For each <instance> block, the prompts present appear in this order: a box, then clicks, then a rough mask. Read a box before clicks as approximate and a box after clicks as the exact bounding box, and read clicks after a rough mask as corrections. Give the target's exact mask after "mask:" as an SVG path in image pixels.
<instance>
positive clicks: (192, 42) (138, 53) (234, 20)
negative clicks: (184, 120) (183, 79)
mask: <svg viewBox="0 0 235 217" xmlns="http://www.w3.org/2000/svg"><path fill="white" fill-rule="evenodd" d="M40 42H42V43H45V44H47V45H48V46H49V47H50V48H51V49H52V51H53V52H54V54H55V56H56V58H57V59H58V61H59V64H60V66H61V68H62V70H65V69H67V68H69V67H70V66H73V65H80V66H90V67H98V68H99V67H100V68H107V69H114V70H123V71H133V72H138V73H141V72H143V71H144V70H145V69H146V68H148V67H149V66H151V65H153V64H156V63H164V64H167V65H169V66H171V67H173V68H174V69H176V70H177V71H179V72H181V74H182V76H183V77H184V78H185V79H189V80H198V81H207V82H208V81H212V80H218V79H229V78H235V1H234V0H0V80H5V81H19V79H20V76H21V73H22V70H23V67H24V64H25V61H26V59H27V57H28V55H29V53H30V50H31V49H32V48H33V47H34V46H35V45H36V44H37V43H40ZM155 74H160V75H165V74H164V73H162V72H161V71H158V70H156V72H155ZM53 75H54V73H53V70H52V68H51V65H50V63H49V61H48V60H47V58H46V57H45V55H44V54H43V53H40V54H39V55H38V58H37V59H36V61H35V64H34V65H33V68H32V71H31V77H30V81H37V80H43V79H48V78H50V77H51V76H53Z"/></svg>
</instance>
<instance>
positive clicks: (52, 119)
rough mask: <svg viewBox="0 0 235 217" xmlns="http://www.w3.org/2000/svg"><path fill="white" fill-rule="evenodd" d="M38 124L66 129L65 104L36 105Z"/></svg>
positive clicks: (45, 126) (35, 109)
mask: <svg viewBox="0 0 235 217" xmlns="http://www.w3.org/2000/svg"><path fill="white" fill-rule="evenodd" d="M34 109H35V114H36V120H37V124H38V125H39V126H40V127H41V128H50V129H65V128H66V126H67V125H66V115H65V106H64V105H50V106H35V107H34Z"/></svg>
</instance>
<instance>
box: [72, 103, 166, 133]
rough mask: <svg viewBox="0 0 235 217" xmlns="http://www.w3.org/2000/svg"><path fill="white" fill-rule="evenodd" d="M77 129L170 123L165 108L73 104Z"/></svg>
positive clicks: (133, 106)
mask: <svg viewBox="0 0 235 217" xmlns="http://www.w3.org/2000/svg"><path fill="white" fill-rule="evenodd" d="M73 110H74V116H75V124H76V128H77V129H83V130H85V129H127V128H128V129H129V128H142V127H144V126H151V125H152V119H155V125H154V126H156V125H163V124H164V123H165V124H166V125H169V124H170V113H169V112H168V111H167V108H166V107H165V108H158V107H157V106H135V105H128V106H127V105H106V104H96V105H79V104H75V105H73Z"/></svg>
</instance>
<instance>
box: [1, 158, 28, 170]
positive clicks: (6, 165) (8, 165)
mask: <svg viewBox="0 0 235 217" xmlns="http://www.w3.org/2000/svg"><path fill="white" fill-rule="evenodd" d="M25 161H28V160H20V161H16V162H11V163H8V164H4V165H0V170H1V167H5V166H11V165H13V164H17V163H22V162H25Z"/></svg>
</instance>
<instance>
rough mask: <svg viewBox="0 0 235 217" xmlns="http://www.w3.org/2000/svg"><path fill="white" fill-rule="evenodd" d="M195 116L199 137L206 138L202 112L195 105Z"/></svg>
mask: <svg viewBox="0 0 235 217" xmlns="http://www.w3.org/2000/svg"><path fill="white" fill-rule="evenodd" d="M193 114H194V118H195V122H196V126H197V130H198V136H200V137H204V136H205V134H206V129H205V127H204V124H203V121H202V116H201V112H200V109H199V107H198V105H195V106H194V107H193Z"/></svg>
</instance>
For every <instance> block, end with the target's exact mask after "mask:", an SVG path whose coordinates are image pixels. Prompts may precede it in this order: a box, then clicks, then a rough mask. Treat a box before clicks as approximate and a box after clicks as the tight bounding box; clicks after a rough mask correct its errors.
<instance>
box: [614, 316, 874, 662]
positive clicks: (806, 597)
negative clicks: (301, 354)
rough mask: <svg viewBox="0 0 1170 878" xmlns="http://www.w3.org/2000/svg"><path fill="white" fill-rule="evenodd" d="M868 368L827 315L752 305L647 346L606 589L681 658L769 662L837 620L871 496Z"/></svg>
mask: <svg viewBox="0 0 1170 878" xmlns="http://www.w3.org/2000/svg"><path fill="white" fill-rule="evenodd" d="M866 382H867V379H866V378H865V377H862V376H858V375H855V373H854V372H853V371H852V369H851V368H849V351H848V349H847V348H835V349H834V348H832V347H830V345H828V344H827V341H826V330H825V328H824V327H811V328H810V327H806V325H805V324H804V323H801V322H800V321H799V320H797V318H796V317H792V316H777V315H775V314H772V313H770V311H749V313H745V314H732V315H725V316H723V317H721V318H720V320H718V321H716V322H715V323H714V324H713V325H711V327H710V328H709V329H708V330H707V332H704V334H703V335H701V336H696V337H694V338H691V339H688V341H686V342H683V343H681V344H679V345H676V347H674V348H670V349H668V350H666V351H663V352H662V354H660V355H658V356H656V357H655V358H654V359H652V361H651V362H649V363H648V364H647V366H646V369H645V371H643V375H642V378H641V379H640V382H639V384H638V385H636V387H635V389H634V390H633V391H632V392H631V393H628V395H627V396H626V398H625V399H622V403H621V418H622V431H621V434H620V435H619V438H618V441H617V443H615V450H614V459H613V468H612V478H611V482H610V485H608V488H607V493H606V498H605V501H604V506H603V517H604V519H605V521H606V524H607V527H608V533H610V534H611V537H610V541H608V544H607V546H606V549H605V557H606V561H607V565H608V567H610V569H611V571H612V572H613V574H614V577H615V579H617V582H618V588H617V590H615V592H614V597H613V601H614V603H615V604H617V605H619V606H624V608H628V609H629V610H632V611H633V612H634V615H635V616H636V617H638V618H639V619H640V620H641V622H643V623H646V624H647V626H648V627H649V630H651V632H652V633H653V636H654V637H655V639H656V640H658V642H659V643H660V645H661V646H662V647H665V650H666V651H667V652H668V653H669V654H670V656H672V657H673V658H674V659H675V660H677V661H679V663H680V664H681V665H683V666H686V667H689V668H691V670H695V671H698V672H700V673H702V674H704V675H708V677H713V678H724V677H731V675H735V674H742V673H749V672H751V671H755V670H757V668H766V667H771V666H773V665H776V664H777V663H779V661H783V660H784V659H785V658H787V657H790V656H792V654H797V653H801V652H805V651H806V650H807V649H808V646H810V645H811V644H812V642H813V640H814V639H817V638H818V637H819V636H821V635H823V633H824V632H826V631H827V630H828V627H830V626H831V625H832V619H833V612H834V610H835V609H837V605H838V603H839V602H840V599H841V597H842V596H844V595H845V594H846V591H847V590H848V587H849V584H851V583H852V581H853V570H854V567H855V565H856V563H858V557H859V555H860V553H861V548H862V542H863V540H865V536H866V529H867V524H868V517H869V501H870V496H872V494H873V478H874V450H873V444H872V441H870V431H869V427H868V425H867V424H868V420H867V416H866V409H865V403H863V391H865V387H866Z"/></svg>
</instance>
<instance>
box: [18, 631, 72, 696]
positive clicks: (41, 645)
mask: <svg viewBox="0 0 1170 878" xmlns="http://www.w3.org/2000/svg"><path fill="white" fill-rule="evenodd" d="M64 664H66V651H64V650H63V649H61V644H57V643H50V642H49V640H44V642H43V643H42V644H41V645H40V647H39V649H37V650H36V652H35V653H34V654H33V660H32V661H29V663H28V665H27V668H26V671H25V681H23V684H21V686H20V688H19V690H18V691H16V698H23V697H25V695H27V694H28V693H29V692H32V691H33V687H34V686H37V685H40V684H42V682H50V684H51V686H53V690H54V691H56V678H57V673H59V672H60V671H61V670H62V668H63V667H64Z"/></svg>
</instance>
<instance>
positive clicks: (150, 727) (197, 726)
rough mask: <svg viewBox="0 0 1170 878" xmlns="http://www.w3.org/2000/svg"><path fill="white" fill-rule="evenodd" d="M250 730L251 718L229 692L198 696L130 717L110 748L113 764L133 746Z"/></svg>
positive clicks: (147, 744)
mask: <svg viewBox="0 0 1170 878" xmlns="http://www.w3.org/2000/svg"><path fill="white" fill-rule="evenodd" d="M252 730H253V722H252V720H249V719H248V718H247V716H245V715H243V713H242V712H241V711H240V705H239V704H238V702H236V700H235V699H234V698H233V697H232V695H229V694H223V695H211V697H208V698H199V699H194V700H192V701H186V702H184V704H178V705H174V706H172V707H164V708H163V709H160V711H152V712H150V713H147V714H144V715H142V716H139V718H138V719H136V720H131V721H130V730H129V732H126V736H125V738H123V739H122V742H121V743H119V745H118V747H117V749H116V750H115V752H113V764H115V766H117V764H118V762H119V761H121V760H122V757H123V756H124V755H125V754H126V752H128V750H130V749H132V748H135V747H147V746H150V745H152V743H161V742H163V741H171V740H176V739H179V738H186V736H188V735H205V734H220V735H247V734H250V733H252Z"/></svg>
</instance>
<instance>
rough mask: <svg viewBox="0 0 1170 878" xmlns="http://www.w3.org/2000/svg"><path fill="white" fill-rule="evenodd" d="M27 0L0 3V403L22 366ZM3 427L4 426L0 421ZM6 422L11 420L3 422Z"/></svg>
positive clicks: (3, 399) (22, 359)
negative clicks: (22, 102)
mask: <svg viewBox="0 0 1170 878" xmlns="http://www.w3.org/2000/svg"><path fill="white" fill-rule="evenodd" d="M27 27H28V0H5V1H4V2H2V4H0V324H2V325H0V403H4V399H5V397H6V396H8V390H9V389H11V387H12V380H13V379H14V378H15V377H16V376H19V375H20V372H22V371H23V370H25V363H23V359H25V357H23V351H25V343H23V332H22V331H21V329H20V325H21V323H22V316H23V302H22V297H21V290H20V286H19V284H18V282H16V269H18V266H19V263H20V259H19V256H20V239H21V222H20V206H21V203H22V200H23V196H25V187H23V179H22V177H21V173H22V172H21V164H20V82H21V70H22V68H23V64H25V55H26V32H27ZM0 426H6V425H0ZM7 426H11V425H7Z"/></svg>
==*==
Return the lines exactly as they stand, please. Start at the top of the material and finish with the line where "positive clicks: (192, 42)" appears.

**EXPECTED OUTPUT**
For each <instance> block, the prompts present appear in this order: a box, then clicks, then a rough mask. Read a box before clicks as approximate and a box after clicks as the exact bounding box, and read clicks after a rough mask as corrections. Give the target's exact mask after "mask:" as an SVG path in image pixels.
<instance>
positive clicks: (192, 42) (138, 53) (234, 20)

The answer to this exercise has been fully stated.